▶ _Your task_
Would you restate the data exactly as given?

(Natural language region descriptions)

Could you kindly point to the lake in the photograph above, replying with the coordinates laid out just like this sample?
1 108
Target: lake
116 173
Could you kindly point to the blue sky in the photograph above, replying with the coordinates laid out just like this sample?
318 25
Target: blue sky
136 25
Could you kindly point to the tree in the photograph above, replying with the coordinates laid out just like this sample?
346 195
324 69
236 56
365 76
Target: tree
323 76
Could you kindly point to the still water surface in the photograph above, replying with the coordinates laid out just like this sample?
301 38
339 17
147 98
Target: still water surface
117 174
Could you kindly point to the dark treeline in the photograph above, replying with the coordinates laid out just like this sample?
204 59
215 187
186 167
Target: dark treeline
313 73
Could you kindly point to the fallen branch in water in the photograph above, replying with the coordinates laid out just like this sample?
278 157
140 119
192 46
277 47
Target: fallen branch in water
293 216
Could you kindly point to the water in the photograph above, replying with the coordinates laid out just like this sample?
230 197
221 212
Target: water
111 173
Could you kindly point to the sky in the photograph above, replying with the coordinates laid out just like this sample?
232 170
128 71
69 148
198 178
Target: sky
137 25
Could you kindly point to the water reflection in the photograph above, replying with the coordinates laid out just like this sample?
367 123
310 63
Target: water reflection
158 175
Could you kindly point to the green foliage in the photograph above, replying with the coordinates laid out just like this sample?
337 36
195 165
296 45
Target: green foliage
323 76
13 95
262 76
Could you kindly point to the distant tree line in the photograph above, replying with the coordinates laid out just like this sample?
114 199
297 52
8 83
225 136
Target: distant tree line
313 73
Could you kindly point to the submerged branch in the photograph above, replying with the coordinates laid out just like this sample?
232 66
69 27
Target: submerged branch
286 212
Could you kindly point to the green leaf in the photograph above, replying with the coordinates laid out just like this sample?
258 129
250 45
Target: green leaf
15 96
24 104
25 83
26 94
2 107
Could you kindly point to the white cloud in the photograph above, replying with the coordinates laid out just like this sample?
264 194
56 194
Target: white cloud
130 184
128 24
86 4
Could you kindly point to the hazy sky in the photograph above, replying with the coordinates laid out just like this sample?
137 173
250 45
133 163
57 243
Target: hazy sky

▶ _Reply to the task_
Could you kindly point to the lake in the photograph above, replying with the coordinates laid out just like this sample?
1 108
Target: lake
116 173
Could you kindly point to the blue sky in the photograph above, replying with the coordinates laid out just like this sample?
318 25
Target: blue sky
136 25
Could you kindly point to the tree in the photograph above, replying with the coordinates laid out just like this sample?
346 195
324 69
236 56
365 76
Target: tree
323 76
Could you kindly point to the still water surface in the photograph above, replying with the coordinates laid out just like this sample?
301 38
339 17
147 98
Target: still water surface
117 174
Could you kindly point to the dark treeline in the photograph above, replying with the coordinates laid out just like this sample?
204 59
215 187
186 167
Target: dark treeline
313 73
Could you kindly point to the fallen branch in water in the photograph above, replying with the coordinates laid out just like this sample?
278 157
140 119
192 46
277 47
Target: fallen branch in water
293 216
Could you kindly point to the water in the photograph above, replying with the coordinates laid out just like this sample?
230 197
221 212
Target: water
111 173
Could you kindly point to the sky in the photograph above, replying with the coordinates laid out just like this sample?
232 170
128 71
69 148
198 178
Target: sky
137 25
Could you kindly point to the water reflection in the photograph above, replying with the coordinates laid out just like this sample?
367 123
310 63
Target: water reflection
158 175
Could you kindly point to the green foliage in the photograph above, replying with the coordinates laid out just like this sample?
337 36
195 165
296 45
Target: green foliage
323 76
13 95
262 76
Could you kindly point to the distant tree line in the photograph above, replying with the coordinates laid out just like this sample?
114 199
297 52
8 83
225 136
Target: distant tree line
313 73
Could you kindly point to the submerged branch in the photograph above, replying with the coordinates laid out just like this sample?
232 66
69 27
Target: submerged branch
286 212
Could you kindly point to the green leaf in the photograph above, replying with the coordinates laid out just like this sample?
258 129
250 45
Target: green leaf
15 96
24 104
25 83
26 94
2 107
Could you kindly point to the white cloud in the photograph above, replying with the coordinates laid out just like this sample?
264 194
56 194
Target: white cloud
130 184
128 24
86 4
Could you kindly point to the hazy sky in the photograph above, replying with the coordinates laid out just like this sample?
137 173
250 45
133 163
57 243
Target: hazy sky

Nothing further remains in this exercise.